═════ Text excerpt
Elasticity as the basis of allostery in DNA

TL;DR

This paper demonstrates that allosteric interactions in DNA can be explained by an elastic birod model, showing that ligand interaction energies decay exponentially and oscillate with DNA's periodicity, aligning with experimental data.

Contribution

It introduces an elastic birod model to quantitatively explain DNA allostery, linking deformation and interaction energy decay to molecular observations.

Findings

Interaction energy decays exponentially with distance

Interaction energy oscillates with DNA's periodicity

Model aligns with experimental and molecular simulation data

Abstract

Allosteric interactions in DNA are crucial for various biological processes. These interactions are quantified by measuring the change in free energy as a function of the distance between the binding sites for two ligands. Here we show that trends in the interaction energy of ligands binding to DNA can be explained within an elastic birod model. The birod model accounts for the deformation of each strand as well as the change in stacking energy due to perturbations in position and orientation of the bases caused by the binding of ligands. The strain fields produced by the ligands decay with distance from the binding site. The interaction energy of two ligands decays exponentially with the distance between them and oscillates with the periodicity of the double helix in quantitative agreement with experimental measurements. The trend in the computed interaction energy is similar to that in the perturbation of groove width produced by the binding of a single ligand which is consistent with molecular simulations. Our analysis provides a new framework to understand allosteric interactions in DNA and can be extended to other rod-like macromolecules whose elasticity plays a role in biological functions.
══════════
═════ Information supplied
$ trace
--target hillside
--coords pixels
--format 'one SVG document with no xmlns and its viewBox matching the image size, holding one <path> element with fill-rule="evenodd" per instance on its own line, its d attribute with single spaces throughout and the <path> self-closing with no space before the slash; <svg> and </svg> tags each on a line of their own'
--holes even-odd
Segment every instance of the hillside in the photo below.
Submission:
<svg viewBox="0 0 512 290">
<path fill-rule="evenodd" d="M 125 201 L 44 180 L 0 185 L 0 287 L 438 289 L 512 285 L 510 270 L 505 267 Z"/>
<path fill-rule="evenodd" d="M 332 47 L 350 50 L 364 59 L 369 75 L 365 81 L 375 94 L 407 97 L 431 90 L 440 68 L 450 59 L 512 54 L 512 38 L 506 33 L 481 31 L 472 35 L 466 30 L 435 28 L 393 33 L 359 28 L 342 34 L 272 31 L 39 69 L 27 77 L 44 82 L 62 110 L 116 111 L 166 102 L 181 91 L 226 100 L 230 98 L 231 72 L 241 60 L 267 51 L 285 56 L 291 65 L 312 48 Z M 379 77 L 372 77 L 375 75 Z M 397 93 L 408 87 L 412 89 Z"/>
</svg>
══════════
Problems and tasks ▸
A) Print the part of the text on DNA allostery from "Contribution" up to and including "to molecular observations.".
B) In the text on DNA allostery, how does the interaction energy of two ligands change as the distance between them grows?

Responses to the exercise ▸
A)
Contribution

It introduces an elastic birod model to quantitatively explain DNA allostery, linking deformation and interaction energy decay to molecular observations.

B) It decays exponentially and oscillates with the periodicity of the double helix.